**Goals**:
a - Answer these from the essay on writing in the Internet age, one per line:
(i) What did the writer produce long ago?
(ii) What price did the combination printer/fax/scan machine cost?
(iii) What item from the last century does the writer doubt the machine can handle?
b - Translate this sentence from the essay on writing in the Internet age into Spanish: "Nowadays with the hungry maw in mind, I never write a sentence without trying to figure out what kind of graphic would go with it."

Long ago I was an innocent, unassuming writer, producing short stories and the occasional novel. I even had a smattering of work published before I and the rest of regular humanity discovered the pleasures of the Internet. Nowadays with the hungry maw in mind, I never write a sentence without trying to figure out what kind of graphic would go with it. What sound file should be embedded. What outrageous statement I make needs a link to prove its point.
Used to be when I asked myself “Will this scan?” I was wondering if the reading audience would get my meaning. Now when I wonder if something will scan it’s because I don’t think my dadgum combination printer/fax/scan machine I thought was such a steal at $249 a couple of months ago, will be able to handle some dangblasted Polaroid from the last century that just has to go into the piece I’m working on.

**Given data**:
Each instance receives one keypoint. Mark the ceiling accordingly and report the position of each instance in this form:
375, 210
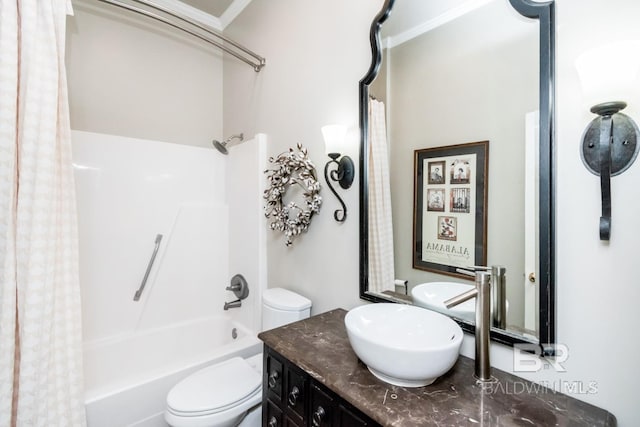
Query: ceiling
214, 8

**Answers to each task**:
a -
(i) Short stories and the occasional novel.
(ii) $249.
(iii) A Polaroid.

b - Hoy en día, con esas fauces hambrientas en mente, nunca escribo una oración sin intentar averiguar qué tipo de gráfico iría con ella.